待完成任务: 逐字复制下面的全部各行，不作任何改动。

所给材料:
________________________________________
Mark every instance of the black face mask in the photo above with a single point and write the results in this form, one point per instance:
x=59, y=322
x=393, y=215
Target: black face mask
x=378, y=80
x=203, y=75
________________________________________
任务答复:
Mark every instance of the black face mask in the photo above with a single point and write the results in this form, one point per instance:
x=59, y=322
x=393, y=215
Target: black face mask
x=378, y=80
x=203, y=75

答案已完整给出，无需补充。